-- THE DATA follows --

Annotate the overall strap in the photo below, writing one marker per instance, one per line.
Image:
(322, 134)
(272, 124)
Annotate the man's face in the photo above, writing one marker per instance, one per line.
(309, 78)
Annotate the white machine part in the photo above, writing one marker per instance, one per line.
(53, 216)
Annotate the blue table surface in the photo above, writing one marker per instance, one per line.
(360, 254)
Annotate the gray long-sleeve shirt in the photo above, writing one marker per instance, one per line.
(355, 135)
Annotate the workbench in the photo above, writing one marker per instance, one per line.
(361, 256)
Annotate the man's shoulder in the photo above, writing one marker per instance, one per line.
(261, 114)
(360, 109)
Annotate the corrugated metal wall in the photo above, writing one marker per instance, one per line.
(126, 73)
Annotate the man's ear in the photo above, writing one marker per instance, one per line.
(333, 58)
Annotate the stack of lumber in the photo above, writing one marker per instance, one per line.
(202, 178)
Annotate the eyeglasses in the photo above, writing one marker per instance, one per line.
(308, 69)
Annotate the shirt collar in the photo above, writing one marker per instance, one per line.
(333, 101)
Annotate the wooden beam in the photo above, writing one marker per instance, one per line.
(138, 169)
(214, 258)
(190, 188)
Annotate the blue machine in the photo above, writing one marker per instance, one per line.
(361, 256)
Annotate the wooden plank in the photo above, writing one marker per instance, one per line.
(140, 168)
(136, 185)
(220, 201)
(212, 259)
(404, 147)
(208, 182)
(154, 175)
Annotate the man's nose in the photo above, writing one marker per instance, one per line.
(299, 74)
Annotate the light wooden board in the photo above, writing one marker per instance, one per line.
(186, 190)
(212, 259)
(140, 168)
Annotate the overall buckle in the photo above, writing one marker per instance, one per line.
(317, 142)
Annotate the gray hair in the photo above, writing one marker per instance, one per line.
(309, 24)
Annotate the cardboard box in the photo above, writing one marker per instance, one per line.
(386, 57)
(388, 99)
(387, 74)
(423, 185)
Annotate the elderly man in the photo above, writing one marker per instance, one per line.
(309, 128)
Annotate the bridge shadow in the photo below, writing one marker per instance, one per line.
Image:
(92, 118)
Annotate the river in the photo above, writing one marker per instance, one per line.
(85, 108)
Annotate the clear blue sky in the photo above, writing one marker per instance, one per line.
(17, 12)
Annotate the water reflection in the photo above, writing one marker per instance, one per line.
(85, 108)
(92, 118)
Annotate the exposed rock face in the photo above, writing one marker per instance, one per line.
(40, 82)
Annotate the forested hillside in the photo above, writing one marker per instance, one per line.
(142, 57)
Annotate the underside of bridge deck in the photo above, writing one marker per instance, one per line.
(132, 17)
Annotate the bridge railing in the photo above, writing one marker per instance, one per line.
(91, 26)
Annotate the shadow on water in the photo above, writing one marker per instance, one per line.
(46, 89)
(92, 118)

-- THE DATA concluded --

WORK REQUEST: In the data above, find each line that has the word "below" and copy it out.

SOLUTION FOR THIS EXERCISE:
Annotate the overall strap in the photo below, writing one marker per instance, one per line.
Annotate the bridge shadow in the photo below, writing one marker per instance, one per line.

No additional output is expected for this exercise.